***** Текстовый блок *****

Я помню, что сначала сидел в компании своих коллег из правительства Российской Федерации, просматривал документы. Затем обратил внимание, что в одной части зала, где расположены бильярдные столы, идет игра на бильярде. И там Сечин, главный исполнительный директор ПАО «Роснефть», играет в бильярд. К ним подходят разные люди, приветствуют. Я тоже решил подойти, поприветствовать коллег. Мы все были в хорошем приподнятом настроении, в частности, господин Сечин был в таком настроении. После обмена приветствиями он сказал: вот как хорошо мы поработали над приватизацией ПАО «Башнефть», мы просто молодцы.
Там такие шутливые были сказаны фразы о том, что «ты можешь прокручивать дырочки в лацкане пиджака», намекая на возможность представления меня к государственной награде. Со своей стороны он сказал: «Я тебя угощу таким вином, которого ты никогда в жизни не пробовал, ты должен достойно отметить такую хорошую работу».

*****

● Задание 1
Ответьте по тексту о встрече в бильярдной:
(a) Какую должность занимает Сечин?
(b) Над приватизацией какой компании, по словам Сечина, хорошо поработали?
(c) Каким вином Сечин пообещал угостить?
● Задание 2
Перепишите дословно фрагмент текста о встрече в бильярдной от слов «Я помню, что» до слов «мы просто молодцы.».
● Задание 3
Продолжите текст о встрече в бильярдной после его последнего предложения.

***** Извлечённые строки *****

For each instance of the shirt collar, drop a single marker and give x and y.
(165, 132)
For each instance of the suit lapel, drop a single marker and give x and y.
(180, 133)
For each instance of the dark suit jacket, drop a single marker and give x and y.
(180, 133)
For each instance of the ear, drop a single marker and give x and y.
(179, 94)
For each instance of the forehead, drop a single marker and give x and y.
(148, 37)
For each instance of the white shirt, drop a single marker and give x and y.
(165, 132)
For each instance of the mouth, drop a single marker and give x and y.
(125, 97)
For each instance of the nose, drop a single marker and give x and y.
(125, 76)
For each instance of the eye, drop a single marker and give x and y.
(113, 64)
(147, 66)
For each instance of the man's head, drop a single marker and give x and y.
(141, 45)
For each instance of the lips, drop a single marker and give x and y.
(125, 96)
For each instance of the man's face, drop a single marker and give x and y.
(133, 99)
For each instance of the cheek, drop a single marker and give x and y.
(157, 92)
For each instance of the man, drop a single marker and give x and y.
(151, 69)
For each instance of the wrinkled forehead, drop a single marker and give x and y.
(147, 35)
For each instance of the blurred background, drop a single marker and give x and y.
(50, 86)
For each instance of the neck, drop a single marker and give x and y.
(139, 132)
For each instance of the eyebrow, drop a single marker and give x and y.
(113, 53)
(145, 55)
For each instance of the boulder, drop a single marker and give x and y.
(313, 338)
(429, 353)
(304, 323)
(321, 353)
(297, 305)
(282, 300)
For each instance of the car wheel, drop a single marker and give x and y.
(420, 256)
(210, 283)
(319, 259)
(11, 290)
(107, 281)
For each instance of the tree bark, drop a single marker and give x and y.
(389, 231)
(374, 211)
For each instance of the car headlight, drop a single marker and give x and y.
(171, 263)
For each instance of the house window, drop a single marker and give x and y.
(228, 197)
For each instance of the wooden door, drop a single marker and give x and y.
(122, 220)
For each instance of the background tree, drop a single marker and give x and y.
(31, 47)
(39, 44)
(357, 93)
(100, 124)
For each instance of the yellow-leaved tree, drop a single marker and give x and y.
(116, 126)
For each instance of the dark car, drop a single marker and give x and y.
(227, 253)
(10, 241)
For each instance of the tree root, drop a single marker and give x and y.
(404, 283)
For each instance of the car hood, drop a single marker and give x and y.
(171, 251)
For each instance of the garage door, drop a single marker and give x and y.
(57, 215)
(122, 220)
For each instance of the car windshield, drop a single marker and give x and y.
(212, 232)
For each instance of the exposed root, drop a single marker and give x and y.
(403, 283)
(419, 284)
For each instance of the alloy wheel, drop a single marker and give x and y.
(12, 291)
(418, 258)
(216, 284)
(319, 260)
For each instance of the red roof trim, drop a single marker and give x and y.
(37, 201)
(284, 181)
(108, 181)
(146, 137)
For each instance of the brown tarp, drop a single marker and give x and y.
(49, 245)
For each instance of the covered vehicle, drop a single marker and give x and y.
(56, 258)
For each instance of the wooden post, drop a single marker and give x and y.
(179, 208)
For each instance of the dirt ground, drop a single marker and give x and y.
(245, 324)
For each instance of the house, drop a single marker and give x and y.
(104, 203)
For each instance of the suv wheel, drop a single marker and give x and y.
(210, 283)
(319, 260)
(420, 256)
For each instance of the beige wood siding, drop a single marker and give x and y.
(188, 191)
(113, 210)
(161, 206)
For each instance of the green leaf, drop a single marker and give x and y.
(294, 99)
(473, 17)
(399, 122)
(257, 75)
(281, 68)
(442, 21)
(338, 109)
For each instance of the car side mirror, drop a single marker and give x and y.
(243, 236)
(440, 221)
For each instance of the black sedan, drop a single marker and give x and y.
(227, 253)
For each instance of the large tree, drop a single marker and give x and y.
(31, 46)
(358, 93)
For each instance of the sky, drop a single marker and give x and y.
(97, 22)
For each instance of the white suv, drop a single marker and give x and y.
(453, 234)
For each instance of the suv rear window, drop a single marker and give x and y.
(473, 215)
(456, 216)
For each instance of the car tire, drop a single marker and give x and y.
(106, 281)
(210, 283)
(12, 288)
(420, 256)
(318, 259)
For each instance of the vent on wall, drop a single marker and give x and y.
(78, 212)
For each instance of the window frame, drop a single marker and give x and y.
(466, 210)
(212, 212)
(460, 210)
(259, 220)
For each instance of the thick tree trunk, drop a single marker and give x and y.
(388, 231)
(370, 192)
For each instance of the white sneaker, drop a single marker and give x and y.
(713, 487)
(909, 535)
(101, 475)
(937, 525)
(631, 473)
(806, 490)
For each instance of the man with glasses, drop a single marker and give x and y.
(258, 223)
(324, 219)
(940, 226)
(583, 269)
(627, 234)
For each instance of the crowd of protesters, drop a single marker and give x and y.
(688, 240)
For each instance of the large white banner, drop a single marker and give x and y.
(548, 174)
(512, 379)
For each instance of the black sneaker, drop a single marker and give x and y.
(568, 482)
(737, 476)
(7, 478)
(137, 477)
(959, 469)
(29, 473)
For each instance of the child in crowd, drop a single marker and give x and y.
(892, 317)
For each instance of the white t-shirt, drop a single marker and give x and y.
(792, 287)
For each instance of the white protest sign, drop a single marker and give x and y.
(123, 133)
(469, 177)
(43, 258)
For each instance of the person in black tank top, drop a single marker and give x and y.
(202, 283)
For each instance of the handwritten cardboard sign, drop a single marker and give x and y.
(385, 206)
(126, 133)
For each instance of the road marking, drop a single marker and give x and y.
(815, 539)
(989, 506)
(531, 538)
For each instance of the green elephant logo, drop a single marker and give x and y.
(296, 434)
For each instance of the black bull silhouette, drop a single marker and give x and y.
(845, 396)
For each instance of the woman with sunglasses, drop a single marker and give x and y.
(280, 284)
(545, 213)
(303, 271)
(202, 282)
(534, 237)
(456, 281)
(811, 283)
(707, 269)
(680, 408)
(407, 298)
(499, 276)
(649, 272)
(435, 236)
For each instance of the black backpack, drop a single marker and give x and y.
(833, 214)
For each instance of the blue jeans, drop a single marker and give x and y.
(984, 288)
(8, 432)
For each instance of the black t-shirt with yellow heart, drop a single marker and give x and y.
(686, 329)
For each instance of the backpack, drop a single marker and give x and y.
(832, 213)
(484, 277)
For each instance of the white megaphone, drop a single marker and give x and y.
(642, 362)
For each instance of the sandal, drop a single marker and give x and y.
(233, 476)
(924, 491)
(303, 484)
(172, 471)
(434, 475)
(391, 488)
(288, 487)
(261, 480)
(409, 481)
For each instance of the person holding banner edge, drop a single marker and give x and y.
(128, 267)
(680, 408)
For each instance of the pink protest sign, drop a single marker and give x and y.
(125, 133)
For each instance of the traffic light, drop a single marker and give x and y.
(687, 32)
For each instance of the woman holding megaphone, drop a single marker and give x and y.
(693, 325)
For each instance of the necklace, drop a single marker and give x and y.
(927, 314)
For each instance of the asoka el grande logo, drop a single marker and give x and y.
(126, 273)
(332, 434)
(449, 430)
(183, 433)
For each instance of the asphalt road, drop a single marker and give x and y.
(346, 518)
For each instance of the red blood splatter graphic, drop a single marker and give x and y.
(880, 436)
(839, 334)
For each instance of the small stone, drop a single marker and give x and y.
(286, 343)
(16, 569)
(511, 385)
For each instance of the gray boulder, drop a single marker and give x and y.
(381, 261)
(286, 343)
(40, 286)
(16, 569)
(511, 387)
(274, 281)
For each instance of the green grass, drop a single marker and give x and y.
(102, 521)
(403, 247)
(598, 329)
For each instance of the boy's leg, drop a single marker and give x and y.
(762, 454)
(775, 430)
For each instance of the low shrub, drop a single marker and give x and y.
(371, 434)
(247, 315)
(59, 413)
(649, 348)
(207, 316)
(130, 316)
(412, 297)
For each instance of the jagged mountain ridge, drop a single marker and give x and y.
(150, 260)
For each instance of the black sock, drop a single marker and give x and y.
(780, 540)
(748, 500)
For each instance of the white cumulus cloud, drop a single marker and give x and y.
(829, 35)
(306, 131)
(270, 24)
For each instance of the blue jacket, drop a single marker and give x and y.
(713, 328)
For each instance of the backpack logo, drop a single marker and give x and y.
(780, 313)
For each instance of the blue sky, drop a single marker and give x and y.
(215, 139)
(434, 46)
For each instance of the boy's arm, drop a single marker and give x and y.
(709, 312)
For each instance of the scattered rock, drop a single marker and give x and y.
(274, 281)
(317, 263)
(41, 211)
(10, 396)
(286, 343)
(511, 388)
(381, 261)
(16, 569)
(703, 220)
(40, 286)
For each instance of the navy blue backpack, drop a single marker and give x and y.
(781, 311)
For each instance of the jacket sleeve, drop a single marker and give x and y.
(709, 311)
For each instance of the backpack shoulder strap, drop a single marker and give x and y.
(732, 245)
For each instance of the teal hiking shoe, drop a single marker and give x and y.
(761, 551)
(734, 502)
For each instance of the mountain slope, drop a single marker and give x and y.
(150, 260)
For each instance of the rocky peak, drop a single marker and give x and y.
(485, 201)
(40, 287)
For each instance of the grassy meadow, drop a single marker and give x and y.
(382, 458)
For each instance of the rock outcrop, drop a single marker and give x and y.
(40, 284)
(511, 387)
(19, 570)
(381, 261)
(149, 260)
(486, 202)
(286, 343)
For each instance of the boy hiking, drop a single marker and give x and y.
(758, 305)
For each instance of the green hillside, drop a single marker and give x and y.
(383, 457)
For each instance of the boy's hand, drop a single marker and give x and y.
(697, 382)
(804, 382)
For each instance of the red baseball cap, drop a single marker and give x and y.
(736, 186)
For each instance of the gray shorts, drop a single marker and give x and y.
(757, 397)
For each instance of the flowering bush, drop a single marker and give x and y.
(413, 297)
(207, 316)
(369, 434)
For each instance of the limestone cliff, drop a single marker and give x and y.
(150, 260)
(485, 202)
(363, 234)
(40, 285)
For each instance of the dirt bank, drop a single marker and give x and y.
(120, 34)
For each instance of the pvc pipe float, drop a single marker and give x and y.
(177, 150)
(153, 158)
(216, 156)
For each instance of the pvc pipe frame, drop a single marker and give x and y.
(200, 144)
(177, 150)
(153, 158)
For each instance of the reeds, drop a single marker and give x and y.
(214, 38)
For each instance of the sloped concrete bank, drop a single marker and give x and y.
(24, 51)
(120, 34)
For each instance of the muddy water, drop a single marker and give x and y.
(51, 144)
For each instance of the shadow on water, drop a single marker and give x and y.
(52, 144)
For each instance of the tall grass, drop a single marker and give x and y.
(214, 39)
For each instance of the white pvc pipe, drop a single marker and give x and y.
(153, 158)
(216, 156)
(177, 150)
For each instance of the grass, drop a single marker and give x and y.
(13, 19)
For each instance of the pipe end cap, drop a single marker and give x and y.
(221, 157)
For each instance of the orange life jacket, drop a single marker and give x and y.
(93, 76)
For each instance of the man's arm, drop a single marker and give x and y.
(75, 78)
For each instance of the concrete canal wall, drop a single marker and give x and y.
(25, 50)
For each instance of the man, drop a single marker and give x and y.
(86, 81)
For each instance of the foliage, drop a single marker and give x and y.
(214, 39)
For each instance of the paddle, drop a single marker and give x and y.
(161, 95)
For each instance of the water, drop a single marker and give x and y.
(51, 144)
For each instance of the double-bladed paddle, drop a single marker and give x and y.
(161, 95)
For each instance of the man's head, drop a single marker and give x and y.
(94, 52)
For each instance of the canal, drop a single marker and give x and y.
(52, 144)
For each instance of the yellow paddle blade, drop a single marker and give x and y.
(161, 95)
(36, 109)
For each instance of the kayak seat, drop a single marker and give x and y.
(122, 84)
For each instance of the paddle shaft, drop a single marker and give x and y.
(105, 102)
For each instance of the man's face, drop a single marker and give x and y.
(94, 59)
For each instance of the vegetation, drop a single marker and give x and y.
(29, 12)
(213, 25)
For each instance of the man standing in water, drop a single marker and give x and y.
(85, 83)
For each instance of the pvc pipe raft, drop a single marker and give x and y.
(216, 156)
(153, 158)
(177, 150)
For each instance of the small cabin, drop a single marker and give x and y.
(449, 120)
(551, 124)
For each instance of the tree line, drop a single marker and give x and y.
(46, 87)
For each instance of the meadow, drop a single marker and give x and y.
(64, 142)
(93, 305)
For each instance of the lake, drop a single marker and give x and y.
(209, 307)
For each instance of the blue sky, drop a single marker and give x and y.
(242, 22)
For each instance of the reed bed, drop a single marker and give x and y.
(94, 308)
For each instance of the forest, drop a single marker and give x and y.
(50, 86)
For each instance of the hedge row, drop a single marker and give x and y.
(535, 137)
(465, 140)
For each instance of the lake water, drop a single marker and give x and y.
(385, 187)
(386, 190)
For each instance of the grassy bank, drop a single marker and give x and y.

*****

● Ответ 1
(a) Главный исполнительный директор ПАО «Роснефть».
(b) ПАО «Башнефть».
(c) Таким, которого собеседник никогда в жизни не пробовал.

● Ответ 2
Я помню, что сначала сидел в компании своих коллег из правительства Российской Федерации, просматривал документы. Затем обратил внимание, что в одной части зала, где расположены бильярдные столы, идет игра на бильярде. И там Сечин, главный исполнительный директор ПАО «Роснефть», играет в бильярд. К ним подходят разные люди, приветствуют. Я тоже решил подойти, поприветствовать коллег. Мы все были в хорошем приподнятом настроении, в частности, господин Сечин был в таком настроении. После обмена приветствиями он сказал: вот как хорошо мы поработали над приватизацией ПАО «Башнефть», мы просто молодцы.

● Ответ 3
После этого он перешел уже ко второй части поручения президента — собственно, к приватизации 19,5% акций ПАО «Роснефть», и я выразил беспокойство о том, что выполнение второй и, возможно, более важной части поручения президента Российской Федерации находится под существенным риском. Дело в том, что до того срока, когда сделка должна быть закрыта, 15 декабря, времени осталось всего лишь два месяца, а у нас было крайне мало информации о том, как продвигается подготовка к этому важному мероприятию. Мы договорились о том, что да, необходимо обсудить эту ситуацию, он пообещал, что даст мне полную информацию, и потом мы встретимся в Москве в удобное для нас обоих время.
Судья [Лариса Семенова]: То есть это в Гоа, да?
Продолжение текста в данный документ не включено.